* TÂCHES À RÉALISER *
(a) Extrayez du texte sur Le Bourgeois Gentilhomme tout ce qui va de « Les deux premiers » jusqu'à « tragédie lyrique (1673). ».
(b) Indiquez quel comédien tient le rôle-titre selon le texte sur Le Bourgeois Gentilhomme.

* TEXTE FOURNI *

┏━━

Comédie-ballet, 1670

(Câble, satellite, TNT)

Le 4 mars 2007 à 9h30,
première partie.
Le 11 mars 2007 à 9h30,
seconde partie.

Les deux premiers dimanches de mars 2007, Arte rediffuse (après le 9 octobre 2005), une production miraculeuse, celle du duo Dumestre/Lazar, qui revisite avec délices, la comédie-ballet de Molière et Lully, Le Bourgeois Gentilhomme que l’on peut légitimement considérer comme un laboratoire musical et théâtral qui prépare au futur opéra français à venir, la tragédie lyrique (1673).

L’oeuvre
Lors de sa « création parisienne », au théâtre du Trianon, le 10 novembre 2004, nous avions été saisi par la puissance expressive, la féerie et l’acuité du délire comique du spectacle. La tournée qui a suivi a suscité un enthousiasme unanime, auquel la publication en dvd qui nous occupe ici, a donné raison.
Devant la caméra de Martin Fraudeau, la magie du théâtre baroque se révèle. Lueur intermittente des bougies, ombres portées sur les décors ciselés au motif de l’arabesque (lire ci après); déclamation mi parlé mi chantée des acteurs, dans tous les registres: comique, sérieux, tragique, amoureux; la force de l’opéra français, à ses balbutiements, qui ne porte pas encore son nom, jaillit ici avec une intensité première, grâce au collectif des comédiens, chanteurs, danseurs, instrumentistes, réuni par le chef Vincent Dumestre.

Une esthétique jubilatoire
du caractère et de l’arabesque


Caractère à la manière d’un Labruyère, et même contrastes dans la drôlerie la plus délirante : Molière, expert du psychologique et du comique de situation, nous offre dans ce « Bourgeois », l’une de ses galeries de portraits les plus saisissants. Il cisèle avec dextérité les registres du bouffon, du truculent, de la satire aussi. La troupe des acteurs est d’une rare cohérence, communiquant sans s’épargner l’esprit du théâtre comique le plus endiablé. Ce Bourgeois « falstaffien » est le dindon de la farce, le mouton d’une duperie qui va fortissimo : depuis les scènes où chacun de ses professeurs (de danse et de musique, maître d’arme et professeur de philosophie, puis maître tailleur, véritable caricature charge de la créature poudrée Versaillaise) surenchérissent dans la dérision comique jusqu’à ce sommet du délire facétieux : l’intronisation de Monsieur Jourdain en « mamamouchi ». Mais Molière sait aussi atténuer la satire : il ajoute cette naïveté désarmante qui rend son héros comique, si sympathique. Ce dont joue avec tact, Olivier Martin Salvan dans le rôle-titre. La musique de Lully quant à elle, parachève les coups brossés de son complice Molière. Elle renforce l’acuité drolatique de cette sublime bouffonnerie.

┗━━

* ENREGISTREMENTS DU JEU *
┏━━

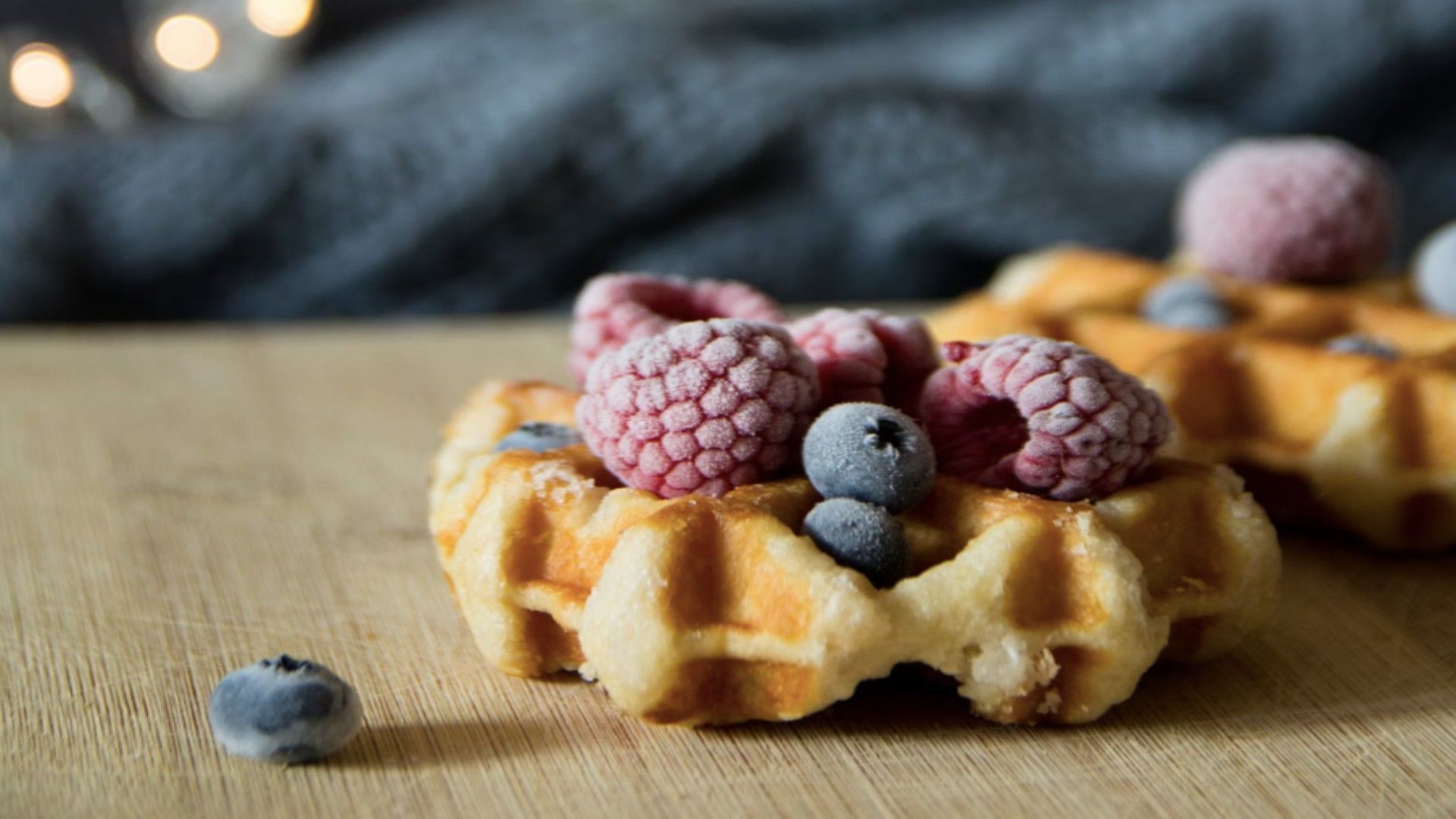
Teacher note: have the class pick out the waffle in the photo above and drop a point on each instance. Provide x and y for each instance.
(699, 610)
(1354, 444)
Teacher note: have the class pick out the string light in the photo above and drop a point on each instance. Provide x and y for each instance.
(187, 42)
(280, 18)
(41, 76)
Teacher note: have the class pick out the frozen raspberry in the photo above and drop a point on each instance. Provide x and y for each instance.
(1293, 209)
(1041, 416)
(701, 409)
(618, 308)
(868, 356)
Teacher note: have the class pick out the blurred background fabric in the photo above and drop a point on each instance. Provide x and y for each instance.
(490, 156)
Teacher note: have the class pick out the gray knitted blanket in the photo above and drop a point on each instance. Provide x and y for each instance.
(492, 156)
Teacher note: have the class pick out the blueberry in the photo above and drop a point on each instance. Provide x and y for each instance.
(539, 436)
(862, 537)
(870, 452)
(1436, 270)
(1362, 346)
(284, 710)
(1187, 302)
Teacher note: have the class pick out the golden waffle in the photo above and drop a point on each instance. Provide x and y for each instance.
(1353, 442)
(715, 611)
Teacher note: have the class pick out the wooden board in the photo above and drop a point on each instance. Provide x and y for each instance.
(177, 503)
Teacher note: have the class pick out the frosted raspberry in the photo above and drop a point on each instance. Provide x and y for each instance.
(1293, 209)
(868, 356)
(618, 308)
(701, 409)
(1041, 416)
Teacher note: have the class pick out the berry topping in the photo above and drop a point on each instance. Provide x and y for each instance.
(618, 308)
(862, 537)
(868, 356)
(1436, 270)
(701, 409)
(1362, 346)
(1292, 209)
(870, 452)
(1185, 302)
(284, 710)
(1041, 416)
(539, 436)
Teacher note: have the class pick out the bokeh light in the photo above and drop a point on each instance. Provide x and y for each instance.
(187, 42)
(41, 76)
(280, 18)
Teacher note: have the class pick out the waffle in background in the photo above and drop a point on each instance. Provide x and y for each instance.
(699, 611)
(1335, 441)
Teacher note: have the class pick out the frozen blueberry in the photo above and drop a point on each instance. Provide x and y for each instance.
(1436, 270)
(539, 436)
(862, 537)
(1187, 302)
(870, 452)
(284, 710)
(1362, 346)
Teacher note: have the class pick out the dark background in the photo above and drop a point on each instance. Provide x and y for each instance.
(431, 158)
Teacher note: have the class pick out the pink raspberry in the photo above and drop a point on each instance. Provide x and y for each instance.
(699, 409)
(868, 356)
(1041, 416)
(618, 308)
(1293, 209)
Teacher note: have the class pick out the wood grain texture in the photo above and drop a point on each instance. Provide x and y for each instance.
(178, 503)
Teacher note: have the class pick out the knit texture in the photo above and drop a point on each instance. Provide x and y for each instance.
(495, 155)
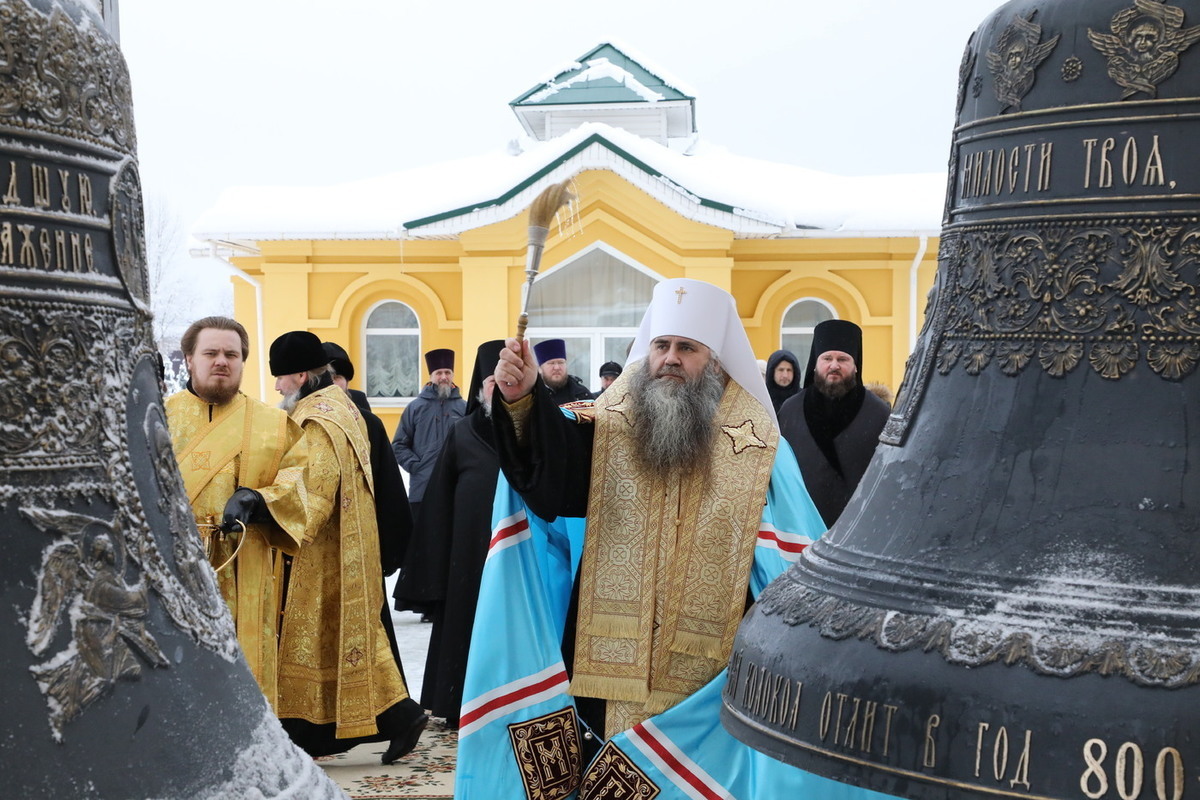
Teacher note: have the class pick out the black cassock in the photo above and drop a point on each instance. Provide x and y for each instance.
(445, 557)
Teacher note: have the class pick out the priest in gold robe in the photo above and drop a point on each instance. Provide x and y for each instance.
(340, 684)
(231, 445)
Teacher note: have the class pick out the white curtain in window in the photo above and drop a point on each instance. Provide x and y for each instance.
(393, 353)
(595, 305)
(796, 332)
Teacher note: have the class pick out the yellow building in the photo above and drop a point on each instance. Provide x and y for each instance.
(435, 257)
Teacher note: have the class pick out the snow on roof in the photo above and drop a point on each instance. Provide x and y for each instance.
(756, 197)
(598, 68)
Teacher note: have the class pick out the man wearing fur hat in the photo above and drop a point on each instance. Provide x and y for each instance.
(563, 388)
(425, 422)
(340, 684)
(693, 504)
(834, 423)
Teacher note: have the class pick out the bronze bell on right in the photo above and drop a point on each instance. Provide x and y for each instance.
(1009, 606)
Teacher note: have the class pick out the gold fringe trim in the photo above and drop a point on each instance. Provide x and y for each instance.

┗━━

* RÉPONSES *
(a)
Les deux premiers dimanches de mars 2007, Arte rediffuse (après le 9 octobre 2005), une production miraculeuse, celle du duo Dumestre/Lazar, qui revisite avec délices, la comédie-ballet de Molière et Lully, Le Bourgeois Gentilhomme que l’on peut légitimement considérer comme un laboratoire musical et théâtral qui prépare au futur opéra français à venir, la tragédie lyrique (1673).

(b) Olivier Martin Salvan tient le rôle-titre.